● **WHAT THE TASK ASKS**: Repeat word for word the stretch of the post about speeding up the Rails servers from "So, these sudden" through "with the cost.".

● **PASSAGE SHOWN**:
═══

Everything has it’s limit and we Humans are known to break them!!
Sound’s speed being 343.2m/s seemed unbreakable to our species until 1947 when Bell X-1 piloted by U.S. Air Force Captain Chuck Yeager Breaks the Sound Barrier.
Why is it relevant to us? Well, in my current org, we were been limited by our servers to a speed of 300 requests served per minute per server hosted on a single Rails application served by the Puma webserver. This limit seemed unbreakable to us and we lived our days by that.
Today, I will take you through the process of how we broke this limit to 2200 RPM and an inspirational journey for us budding engineers to learn how to understand our servers and listen to these choke points.
Let’s discuss what happened and how we achieved it.
Backstory
Recently, we have been experiencing some Latency issues. The reason being the increase in our userbase as more companies are adopting our platform to do their procurement efficiently. Our core product is a monolith rails application served on AWS servers. We use AWS ELB's Application load balancer to swiftly balance the load on multiple servers and increase them when needed.
So, these sudden latency issues caused Load Balancer to aggressively scale up horizontally by adding more servers. This worked and made our latency back to an acceptable 200ms limit. But the catch is that this approach is not reliable enough to keep up with the cost.
After viewing the data from New Relics, we found out that our one server can go upto at max of 300 RPM limit and we thought this is what max a server can achieve.
Then what happened next?
I have always thought that yes increasing the number of servers works (up to a limit) but instead of just adding more instances, should we check if we have already used the last bit of compute which our current system can offer?
We use t2.2xlarge machines provided by AWS. These are powerful machines which made me wonder "how come these dam machines with 8 vCPU machine and 32GB of RAM can't handle more than 5 requests a second?". There's something wrong we are doing.
This curiosity made me dewl into the server’s instance, SSHed it and install the htop command.
sudo yum install htop
After that, started the htop command interface by
htop
and closely monitored the CPU and Memory usage of the instance. Then I copied some CURLs from our dashboard into Postman, made a collection of it and ran these collections in parallel with Newman CLI.
Here’s the screenshot of the htop commands while the server was in high load.
Do you see anything wrong in these images..??
With having so much load on the system, still only 1 particular vCPU number #6 is getting to 40% utilisation while the rest are just lying idle with 1-2% usage. Also, our huge 32GB RAM seems like taking the day off and getting only 1.42 GB utilised.
This instantly made me realise that we are severely underutilising our resources. But how to fully utilise them?
As we use Puma as our webserver for our rails application, I quickly went to Puma's config file which typically resides in config/puma.rb. The config was set as
threads_count = ENV.fetch("RAILS_MAX_THREADS") { 5 }.to_i
threads threads_count, threads_count
# workers ENV.fetch("WEB_CONCURRENCY") { 2 }
PS: I have removed the unimportant stuff
This is mostly the default config template of Puma and was kept untouched since intial tweaks at beginning of the project a long time ago.

═══

● **RAW DATA**:

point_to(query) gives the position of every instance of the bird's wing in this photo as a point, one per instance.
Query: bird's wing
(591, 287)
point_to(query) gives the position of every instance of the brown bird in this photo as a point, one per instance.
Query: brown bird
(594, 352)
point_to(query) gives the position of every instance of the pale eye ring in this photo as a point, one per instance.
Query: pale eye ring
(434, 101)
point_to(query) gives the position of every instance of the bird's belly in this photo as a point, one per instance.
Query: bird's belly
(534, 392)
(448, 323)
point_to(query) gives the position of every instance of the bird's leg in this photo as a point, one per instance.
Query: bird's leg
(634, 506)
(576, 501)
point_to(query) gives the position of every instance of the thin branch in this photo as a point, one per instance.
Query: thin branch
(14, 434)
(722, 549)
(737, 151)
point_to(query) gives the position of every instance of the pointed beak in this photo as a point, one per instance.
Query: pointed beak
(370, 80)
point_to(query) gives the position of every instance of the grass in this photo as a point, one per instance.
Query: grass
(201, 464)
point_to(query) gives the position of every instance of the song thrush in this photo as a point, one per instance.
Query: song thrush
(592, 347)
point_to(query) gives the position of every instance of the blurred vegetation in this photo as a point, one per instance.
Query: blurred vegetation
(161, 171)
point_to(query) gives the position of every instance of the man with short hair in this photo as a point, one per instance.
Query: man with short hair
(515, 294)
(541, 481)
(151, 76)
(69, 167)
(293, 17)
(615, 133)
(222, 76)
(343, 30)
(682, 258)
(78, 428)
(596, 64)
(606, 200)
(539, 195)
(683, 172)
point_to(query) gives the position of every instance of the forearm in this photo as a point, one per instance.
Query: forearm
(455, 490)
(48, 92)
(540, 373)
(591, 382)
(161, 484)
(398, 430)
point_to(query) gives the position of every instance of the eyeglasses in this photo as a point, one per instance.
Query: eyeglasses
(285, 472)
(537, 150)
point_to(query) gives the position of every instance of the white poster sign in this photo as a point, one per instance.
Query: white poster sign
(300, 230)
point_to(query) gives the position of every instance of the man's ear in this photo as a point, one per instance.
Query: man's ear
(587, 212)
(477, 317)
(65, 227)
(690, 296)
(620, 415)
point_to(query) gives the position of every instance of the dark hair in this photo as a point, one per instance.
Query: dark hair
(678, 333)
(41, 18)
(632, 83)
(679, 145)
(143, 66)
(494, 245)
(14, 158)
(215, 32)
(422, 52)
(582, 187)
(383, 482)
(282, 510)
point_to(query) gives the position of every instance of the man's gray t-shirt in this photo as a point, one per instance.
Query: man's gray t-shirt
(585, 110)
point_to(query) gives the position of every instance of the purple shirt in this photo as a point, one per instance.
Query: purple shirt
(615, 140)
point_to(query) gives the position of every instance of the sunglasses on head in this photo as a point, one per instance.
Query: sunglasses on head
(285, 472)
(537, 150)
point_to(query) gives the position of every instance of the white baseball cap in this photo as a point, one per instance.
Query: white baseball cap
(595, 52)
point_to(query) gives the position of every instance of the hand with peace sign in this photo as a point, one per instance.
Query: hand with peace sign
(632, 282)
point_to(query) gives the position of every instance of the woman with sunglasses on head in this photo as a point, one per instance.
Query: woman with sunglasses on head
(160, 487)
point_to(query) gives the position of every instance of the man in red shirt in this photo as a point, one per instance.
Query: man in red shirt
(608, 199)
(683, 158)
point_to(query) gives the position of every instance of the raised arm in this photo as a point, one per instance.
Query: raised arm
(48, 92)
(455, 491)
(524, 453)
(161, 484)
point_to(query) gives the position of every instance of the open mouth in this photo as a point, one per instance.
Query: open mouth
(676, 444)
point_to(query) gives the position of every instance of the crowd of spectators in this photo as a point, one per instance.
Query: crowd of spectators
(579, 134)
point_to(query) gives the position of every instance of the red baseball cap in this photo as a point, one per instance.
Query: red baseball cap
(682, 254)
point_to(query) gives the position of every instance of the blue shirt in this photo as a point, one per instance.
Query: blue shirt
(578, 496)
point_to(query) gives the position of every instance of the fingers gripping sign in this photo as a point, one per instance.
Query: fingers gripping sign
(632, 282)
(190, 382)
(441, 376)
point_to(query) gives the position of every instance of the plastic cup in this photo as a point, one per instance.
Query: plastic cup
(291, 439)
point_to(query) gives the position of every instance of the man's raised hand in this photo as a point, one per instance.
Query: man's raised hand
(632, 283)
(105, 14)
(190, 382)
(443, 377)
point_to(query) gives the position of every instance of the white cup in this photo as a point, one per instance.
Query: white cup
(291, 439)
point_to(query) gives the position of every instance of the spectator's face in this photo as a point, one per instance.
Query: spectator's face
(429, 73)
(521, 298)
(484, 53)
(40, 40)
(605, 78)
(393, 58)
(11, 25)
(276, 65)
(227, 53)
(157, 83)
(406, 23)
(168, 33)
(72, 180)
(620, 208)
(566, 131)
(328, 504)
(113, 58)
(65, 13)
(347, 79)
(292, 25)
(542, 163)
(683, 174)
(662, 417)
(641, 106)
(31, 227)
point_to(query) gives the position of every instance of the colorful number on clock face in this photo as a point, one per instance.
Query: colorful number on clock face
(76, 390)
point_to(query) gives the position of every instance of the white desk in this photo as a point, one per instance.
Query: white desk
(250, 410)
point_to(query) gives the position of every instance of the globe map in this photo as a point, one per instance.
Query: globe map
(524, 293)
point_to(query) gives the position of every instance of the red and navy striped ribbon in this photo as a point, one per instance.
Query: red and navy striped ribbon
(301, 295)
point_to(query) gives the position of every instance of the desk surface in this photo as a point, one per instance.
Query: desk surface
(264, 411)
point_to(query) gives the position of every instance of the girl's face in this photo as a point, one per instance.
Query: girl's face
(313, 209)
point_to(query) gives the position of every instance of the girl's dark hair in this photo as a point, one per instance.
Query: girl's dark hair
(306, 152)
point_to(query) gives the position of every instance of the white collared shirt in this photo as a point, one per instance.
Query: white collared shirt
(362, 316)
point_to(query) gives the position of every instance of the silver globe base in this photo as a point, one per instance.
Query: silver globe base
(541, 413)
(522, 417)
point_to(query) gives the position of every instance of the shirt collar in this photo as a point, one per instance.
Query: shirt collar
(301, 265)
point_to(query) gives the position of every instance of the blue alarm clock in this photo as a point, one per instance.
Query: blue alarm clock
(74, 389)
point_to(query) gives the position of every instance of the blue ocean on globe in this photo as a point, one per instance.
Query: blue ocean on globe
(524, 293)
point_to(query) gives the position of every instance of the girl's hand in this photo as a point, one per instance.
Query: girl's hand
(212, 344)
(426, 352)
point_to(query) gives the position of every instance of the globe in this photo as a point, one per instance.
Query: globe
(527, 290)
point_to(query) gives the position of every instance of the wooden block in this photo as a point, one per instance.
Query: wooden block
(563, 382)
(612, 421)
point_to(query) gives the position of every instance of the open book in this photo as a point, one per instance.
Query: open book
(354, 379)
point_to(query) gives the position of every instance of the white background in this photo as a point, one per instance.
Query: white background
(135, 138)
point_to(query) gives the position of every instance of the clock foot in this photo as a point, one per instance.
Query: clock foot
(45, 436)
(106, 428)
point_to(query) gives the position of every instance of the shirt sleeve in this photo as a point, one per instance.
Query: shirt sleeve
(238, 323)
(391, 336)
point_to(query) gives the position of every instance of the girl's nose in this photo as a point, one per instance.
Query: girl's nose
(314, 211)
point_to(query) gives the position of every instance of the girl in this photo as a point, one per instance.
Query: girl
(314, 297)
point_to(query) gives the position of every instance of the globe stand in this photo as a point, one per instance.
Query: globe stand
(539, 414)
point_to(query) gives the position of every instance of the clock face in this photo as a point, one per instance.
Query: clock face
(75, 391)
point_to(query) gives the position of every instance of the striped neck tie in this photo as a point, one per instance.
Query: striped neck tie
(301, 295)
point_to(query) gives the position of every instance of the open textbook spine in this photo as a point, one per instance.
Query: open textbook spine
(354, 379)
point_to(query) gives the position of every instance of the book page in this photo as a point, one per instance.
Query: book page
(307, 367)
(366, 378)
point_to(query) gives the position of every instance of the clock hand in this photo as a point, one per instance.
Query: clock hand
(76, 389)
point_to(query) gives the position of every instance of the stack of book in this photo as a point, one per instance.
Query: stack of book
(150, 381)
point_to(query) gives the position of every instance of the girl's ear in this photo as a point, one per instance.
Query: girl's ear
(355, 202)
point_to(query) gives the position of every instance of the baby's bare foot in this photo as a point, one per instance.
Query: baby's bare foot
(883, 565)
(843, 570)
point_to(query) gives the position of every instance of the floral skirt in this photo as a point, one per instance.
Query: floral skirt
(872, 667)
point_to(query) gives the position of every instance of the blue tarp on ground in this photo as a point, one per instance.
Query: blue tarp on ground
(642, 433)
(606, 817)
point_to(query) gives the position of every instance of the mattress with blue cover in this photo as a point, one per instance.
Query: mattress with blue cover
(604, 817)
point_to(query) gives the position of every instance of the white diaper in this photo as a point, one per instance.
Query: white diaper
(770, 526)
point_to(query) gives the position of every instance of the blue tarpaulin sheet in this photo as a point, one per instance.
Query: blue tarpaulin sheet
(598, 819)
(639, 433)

═══

● **TASK RESULT**:
So, these sudden latency issues caused Load Balancer to aggressively scale up horizontally by adding more servers. This worked and made our latency back to an acceptable 200ms limit. But the catch is that this approach is not reliable enough to keep up with the cost.